::: Records provided
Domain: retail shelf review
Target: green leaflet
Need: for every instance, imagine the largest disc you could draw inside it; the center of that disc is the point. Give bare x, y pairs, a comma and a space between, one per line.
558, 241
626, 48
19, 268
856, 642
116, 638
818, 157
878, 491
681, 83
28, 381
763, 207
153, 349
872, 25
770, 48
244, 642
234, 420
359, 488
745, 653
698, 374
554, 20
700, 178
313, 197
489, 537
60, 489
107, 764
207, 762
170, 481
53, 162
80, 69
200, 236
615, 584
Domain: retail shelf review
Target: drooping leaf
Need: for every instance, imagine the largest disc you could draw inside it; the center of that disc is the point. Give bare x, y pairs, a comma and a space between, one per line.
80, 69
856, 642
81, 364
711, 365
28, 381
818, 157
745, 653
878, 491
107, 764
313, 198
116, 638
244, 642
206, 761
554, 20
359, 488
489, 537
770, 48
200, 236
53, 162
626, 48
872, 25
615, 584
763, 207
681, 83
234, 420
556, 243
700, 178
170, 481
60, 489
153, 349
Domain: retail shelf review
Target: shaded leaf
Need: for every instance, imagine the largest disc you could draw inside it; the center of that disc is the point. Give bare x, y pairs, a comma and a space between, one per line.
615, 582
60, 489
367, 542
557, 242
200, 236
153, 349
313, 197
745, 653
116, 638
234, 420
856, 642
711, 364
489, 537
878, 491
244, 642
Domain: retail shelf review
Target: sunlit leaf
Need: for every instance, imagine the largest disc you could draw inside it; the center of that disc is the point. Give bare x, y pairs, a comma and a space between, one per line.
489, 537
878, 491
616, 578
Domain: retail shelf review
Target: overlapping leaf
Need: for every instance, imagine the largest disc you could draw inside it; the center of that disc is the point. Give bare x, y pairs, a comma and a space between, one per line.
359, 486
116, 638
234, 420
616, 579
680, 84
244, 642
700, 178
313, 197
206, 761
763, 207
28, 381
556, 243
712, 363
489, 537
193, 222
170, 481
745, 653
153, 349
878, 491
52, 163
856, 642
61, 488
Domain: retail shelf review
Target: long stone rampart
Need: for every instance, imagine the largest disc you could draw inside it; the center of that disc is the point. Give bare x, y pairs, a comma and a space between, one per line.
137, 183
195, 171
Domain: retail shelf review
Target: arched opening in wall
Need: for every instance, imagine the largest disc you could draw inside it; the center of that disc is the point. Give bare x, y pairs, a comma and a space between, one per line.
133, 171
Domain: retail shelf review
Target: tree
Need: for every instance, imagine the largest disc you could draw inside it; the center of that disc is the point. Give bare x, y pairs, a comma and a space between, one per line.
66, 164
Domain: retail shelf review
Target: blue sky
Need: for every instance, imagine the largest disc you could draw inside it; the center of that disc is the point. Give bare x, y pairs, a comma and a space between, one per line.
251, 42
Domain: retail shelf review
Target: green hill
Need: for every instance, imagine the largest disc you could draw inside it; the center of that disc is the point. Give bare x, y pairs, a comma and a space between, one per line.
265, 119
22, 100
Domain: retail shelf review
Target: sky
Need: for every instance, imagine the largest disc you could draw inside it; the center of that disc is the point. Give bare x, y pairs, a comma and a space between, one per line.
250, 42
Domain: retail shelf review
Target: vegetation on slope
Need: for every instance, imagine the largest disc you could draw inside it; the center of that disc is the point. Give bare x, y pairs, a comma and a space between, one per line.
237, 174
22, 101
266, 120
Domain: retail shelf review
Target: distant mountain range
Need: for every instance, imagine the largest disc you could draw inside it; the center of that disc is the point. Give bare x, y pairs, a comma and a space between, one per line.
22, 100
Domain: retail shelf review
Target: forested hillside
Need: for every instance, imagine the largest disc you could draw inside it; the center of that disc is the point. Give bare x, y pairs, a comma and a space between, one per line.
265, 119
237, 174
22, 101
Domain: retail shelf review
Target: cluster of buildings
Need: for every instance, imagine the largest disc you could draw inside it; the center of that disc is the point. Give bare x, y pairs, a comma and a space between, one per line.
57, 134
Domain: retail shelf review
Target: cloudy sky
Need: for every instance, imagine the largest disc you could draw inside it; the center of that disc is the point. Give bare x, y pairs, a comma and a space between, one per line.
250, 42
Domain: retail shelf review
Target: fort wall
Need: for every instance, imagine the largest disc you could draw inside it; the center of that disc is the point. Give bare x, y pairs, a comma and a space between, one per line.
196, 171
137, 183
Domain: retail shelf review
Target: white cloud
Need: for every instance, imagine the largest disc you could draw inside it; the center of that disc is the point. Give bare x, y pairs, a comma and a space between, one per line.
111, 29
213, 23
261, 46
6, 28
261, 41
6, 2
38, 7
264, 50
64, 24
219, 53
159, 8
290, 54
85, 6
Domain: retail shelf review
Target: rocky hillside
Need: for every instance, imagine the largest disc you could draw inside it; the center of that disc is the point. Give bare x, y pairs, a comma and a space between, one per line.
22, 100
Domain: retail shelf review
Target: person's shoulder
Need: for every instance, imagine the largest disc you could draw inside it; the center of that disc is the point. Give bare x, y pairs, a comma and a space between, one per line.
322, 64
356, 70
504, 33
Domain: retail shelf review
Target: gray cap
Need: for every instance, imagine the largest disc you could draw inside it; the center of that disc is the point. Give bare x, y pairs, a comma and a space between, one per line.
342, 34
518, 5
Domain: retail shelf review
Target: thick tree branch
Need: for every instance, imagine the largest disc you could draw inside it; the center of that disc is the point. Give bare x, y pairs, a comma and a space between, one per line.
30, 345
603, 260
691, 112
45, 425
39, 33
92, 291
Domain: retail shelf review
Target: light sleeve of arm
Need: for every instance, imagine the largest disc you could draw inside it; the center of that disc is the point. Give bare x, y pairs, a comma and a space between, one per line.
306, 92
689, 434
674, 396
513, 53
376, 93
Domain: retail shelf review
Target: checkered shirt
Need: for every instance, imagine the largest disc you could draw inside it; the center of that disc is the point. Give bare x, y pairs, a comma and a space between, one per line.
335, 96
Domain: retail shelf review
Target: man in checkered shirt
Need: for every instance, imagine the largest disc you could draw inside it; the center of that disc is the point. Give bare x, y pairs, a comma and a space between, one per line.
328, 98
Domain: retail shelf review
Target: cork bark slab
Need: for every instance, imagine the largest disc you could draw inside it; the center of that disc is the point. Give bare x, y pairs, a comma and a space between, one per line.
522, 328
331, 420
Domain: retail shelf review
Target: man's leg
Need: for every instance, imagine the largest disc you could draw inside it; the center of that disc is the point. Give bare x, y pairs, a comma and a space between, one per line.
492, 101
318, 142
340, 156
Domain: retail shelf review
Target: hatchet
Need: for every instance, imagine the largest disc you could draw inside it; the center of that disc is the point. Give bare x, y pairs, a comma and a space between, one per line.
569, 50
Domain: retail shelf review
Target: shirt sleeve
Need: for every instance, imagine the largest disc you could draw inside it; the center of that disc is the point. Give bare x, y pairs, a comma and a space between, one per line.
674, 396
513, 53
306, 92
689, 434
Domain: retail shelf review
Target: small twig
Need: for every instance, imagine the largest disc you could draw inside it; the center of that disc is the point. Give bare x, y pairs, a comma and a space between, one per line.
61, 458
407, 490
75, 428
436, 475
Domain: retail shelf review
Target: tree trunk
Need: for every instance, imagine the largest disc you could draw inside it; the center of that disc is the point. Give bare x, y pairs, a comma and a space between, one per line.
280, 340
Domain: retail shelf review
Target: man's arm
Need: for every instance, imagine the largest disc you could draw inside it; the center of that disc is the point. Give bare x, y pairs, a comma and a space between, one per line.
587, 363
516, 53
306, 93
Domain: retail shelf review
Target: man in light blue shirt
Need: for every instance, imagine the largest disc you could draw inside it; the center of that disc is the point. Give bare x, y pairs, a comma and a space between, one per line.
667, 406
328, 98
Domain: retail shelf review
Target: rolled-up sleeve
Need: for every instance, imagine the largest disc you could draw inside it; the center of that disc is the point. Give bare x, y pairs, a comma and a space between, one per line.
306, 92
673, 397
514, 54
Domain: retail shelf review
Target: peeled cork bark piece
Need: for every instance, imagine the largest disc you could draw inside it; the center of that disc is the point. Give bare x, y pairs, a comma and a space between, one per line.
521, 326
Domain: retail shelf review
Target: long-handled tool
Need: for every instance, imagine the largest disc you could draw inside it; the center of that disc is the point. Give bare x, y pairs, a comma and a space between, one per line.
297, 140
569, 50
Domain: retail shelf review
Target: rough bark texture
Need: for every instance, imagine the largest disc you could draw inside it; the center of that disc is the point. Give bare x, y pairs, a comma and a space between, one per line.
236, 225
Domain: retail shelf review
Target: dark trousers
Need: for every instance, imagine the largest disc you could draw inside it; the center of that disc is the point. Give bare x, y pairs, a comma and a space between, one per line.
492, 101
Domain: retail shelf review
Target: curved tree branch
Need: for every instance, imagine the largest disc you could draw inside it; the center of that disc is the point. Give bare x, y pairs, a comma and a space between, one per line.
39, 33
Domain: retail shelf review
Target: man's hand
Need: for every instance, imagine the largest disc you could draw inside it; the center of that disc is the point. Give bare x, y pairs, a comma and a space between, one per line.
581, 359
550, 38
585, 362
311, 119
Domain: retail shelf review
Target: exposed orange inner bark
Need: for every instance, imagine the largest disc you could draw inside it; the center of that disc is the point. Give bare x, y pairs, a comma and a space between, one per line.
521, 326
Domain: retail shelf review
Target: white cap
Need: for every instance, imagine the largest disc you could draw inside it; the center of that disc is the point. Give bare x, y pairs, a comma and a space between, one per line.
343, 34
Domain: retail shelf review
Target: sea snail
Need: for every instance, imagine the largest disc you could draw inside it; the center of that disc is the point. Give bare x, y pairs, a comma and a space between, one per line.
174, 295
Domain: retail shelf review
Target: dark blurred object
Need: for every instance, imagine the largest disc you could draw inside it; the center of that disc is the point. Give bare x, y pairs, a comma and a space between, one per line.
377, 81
::::::
Aim of the task: From the rows above, pull out every line that contains the string "shirt" and copy each one in full.

Complete output:
Target: checkered shirt
Target: man in checkered shirt
Target: shirt sleeve
Target: man in light blue shirt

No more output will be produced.